[Start of section]

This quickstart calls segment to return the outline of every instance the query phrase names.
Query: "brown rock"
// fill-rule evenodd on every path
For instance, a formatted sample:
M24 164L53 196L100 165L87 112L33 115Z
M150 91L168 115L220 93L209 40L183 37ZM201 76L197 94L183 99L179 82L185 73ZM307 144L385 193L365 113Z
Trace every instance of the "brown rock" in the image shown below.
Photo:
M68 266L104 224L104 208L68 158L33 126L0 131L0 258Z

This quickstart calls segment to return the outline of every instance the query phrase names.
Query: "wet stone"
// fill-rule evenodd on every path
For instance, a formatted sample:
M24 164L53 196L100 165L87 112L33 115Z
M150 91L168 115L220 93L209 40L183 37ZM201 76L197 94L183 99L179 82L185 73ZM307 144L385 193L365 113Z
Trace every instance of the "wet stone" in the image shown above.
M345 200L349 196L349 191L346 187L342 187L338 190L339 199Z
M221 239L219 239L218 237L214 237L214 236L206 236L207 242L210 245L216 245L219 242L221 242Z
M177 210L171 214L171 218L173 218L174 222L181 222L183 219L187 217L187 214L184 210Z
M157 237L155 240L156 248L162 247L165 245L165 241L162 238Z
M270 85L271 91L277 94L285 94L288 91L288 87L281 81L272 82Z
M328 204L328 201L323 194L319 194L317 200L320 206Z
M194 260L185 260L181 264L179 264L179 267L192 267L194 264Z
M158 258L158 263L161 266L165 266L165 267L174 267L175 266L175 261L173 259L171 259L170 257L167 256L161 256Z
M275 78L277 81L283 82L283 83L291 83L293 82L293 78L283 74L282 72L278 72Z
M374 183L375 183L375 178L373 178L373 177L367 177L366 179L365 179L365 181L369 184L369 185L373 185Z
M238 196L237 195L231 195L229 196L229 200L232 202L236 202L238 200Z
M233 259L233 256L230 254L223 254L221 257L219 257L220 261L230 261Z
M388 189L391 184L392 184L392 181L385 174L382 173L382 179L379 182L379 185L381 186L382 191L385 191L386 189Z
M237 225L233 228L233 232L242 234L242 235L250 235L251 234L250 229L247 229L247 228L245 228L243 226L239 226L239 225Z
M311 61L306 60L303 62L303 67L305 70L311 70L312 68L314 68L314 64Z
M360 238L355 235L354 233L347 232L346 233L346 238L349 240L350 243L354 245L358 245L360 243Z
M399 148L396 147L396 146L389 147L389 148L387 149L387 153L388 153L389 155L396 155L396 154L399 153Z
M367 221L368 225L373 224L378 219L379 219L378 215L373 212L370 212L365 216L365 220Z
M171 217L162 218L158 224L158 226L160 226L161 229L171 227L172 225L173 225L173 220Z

[End of section]

Exercise prompt ▸
Please output every record, keeping each line exact.

Solution for this exercise ▸
This quickstart calls segment to return the outline of every instance the query phrase names.
Query: "brown rock"
// fill-rule evenodd on every path
For instance, a formatted sample:
M24 164L53 196L100 165L87 112L33 115Z
M150 91L168 115L220 93L209 40L183 37ZM201 76L197 94L183 99L179 82L185 73ZM307 144L385 193L365 113Z
Trace every instance of the "brown rock" in the image shown below.
Photo:
M68 266L104 224L104 208L68 158L33 126L0 131L0 258Z

This quickstart calls segment to return the outline of every instance the query phrase names.
Query: "wet stone"
// fill-rule evenodd on every path
For instance, a formatted sample:
M24 164L53 196L100 165L87 112L33 115Z
M150 91L168 115L220 93L209 40L183 37ZM201 76L197 94L183 99L179 82L185 73ZM307 144L385 193L365 113Z
Trace every instance of the "wet stone" in the image shown above.
M345 200L349 196L349 191L346 187L342 187L338 190L339 199Z
M221 239L219 239L218 237L214 237L214 236L206 236L207 242L210 245L216 245L219 242L221 242Z
M177 210L171 214L171 218L173 218L174 222L181 222L183 219L187 217L187 214L184 210Z
M157 237L155 240L156 248L162 247L165 245L165 241L162 238Z
M270 85L271 91L277 94L285 94L288 91L288 87L281 81L272 82Z
M328 204L328 201L323 194L319 194L317 200L320 206Z
M194 260L185 260L181 264L179 264L179 267L192 267L194 264Z
M158 258L158 263L161 266L165 266L165 267L174 267L175 266L175 261L173 259L171 259L170 257L167 256L161 256Z
M275 78L277 81L283 82L283 83L291 83L293 82L293 78L283 74L282 72L278 72Z
M374 183L375 183L375 178L373 178L373 177L367 177L366 179L365 179L365 181L369 184L369 185L373 185Z
M238 196L237 195L231 195L229 196L229 200L232 202L236 202L238 200Z
M233 259L233 256L230 254L223 254L221 257L219 257L220 261L230 261Z
M388 189L391 184L392 184L392 181L385 174L382 173L382 179L379 182L379 185L381 186L382 191L385 191L386 189Z
M237 225L233 228L233 232L242 234L242 235L250 235L251 234L250 229L247 229L247 228L245 228L243 226L239 226L239 225Z
M311 61L306 60L303 62L303 67L305 70L311 70L312 68L314 68L314 64Z
M360 238L355 235L354 233L347 232L346 233L346 238L349 240L350 243L354 245L358 245L360 243Z
M399 148L396 147L396 146L389 147L389 148L387 149L387 153L388 153L389 155L396 155L396 154L399 153Z
M367 221L368 225L373 224L378 219L379 219L378 215L373 212L370 212L365 216L365 220Z
M171 217L162 218L158 224L158 226L160 226L161 229L171 227L172 225L173 225L173 220Z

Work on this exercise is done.